**抜粋文**:
——

先月もトランプ大統領が否定しており、恐らく送還はないのが本線だろう。
恐らくは、ギュレン師送還の代わりに後述する『シリア撤退』『ミサイル売却』というカードで決着したのでは?と推測している。
トランプ大統領にとっては、ギュレン師は最後まで温存しておきたいカードなのだろう。
アメリカ:トランプ大統領の牽制を跳ね除け、無事に利上げ
米FRBが25bpの利上げ決定、来年の引き締めペースは減速 -ロイター 2018年12月20日
米連邦準備理事会(FRB)は19日まで開いた連邦公開市場委員会(FOMC)でフェデラルファンド(FF)金利の誘導目標を2.25─2.50%に25ベーシスポイント(bp)引き上げることを決定した。利上げは予想通り。
FRBが示した2019年の利上げ回数の見通しは2回。

——

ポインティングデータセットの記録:
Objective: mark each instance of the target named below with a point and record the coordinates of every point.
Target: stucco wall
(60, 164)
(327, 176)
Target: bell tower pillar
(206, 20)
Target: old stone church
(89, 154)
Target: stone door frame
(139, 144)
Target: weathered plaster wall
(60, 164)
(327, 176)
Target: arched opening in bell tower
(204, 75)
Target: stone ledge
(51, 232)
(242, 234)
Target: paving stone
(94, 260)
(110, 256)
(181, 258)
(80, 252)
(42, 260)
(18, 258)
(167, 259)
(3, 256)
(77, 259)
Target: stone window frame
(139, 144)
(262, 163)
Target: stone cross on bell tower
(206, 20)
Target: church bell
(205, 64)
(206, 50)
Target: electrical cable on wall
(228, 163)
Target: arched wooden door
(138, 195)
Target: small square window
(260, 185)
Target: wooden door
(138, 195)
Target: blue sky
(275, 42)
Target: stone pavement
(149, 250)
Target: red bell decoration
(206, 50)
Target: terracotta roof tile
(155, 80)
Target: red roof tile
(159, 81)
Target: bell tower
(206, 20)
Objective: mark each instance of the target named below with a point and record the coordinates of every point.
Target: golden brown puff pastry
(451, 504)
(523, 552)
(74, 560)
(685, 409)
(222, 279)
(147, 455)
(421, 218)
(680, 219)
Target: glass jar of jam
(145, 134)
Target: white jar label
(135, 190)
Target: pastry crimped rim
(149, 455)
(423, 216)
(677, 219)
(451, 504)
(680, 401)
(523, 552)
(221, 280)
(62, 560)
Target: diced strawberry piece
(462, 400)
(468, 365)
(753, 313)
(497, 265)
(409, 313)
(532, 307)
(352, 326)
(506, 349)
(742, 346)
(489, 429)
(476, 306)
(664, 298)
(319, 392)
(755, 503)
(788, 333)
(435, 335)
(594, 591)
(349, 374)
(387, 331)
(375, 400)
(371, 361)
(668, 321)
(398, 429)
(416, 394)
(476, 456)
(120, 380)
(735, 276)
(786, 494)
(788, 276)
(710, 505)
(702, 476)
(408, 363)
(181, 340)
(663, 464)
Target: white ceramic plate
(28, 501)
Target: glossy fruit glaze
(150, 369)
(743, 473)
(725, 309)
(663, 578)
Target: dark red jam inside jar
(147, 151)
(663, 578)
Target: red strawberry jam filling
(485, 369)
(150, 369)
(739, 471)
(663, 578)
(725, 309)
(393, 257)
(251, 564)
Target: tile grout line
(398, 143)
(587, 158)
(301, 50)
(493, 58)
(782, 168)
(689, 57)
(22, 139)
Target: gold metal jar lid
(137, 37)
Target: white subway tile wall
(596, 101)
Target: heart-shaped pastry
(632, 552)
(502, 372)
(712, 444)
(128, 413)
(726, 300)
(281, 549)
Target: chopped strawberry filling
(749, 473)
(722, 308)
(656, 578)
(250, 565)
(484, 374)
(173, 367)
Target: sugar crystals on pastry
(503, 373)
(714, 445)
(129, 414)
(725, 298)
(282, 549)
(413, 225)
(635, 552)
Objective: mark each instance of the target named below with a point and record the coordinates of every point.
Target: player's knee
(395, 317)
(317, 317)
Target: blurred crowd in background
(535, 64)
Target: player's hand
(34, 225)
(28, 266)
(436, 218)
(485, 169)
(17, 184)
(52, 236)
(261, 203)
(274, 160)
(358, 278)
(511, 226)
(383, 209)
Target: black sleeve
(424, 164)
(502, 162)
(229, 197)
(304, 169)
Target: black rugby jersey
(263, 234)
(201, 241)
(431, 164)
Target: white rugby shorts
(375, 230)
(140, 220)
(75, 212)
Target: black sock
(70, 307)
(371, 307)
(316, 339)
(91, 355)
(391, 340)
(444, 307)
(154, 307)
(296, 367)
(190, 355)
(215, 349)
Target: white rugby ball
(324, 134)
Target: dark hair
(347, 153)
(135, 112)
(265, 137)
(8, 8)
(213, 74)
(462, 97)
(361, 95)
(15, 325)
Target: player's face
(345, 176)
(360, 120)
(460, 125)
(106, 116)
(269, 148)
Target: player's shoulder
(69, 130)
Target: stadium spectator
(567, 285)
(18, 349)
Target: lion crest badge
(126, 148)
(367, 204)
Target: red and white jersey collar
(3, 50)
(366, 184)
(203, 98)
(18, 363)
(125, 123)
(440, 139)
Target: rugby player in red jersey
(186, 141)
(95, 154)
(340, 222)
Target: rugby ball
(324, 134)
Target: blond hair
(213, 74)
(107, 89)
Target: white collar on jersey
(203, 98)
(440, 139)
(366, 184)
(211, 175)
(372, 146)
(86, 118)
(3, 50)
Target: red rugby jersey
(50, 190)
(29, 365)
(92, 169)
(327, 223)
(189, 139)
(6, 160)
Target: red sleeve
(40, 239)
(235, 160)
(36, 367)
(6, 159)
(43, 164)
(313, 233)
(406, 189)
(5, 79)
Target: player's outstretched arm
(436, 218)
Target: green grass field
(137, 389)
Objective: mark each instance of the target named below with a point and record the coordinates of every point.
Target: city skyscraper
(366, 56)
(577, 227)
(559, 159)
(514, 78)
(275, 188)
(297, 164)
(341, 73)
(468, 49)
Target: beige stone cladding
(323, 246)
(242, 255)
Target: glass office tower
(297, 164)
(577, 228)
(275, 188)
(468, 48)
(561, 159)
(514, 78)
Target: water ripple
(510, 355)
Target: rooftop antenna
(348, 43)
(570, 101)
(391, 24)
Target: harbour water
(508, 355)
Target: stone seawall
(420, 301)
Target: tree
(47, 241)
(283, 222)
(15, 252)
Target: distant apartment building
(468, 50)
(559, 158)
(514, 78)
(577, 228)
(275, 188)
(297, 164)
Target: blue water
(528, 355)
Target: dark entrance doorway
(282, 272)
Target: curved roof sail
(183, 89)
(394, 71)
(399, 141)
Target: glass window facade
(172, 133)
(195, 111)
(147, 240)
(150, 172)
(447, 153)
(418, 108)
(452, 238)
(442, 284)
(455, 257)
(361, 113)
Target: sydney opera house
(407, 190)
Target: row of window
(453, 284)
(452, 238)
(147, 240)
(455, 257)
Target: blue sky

——

**短い課題 A**:
抜粋文によると、FRBが示した2019年の利上げ回数の見通しは何回ですか。
**短い課題 B**:
抜粋文のうち、「先月もトランプ大統領が否定しており、恐らく送還はないのが本線だろう。」で始まり「決定した。利上げは予想通り。」までの部分を、一字も変えずに出力してください。

**記述解答 A**:
FRBが示した2019年の利上げ回数の見通しは2回です。

**記述解答 B**:
先月もトランプ大統領が否定しており、恐らく送還はないのが本線だろう。
恐らくは、ギュレン師送還の代わりに後述する『シリア撤退』『ミサイル売却』というカードで決着したのでは?と推測している。
トランプ大統領にとっては、ギュレン師は最後まで温存しておきたいカードなのだろう。
アメリカ:トランプ大統領の牽制を跳ね除け、無事に利上げ
米FRBが25bpの利上げ決定、来年の引き締めペースは減速 -ロイター 2018年12月20日
米連邦準備理事会(FRB)は19日まで開いた連邦公開市場委員会(FOMC)でフェデラルファンド(FF)金利の誘導目標を2.25─2.50%に25ベーシスポイント(bp)引き上げることを決定した。利上げは予想通り。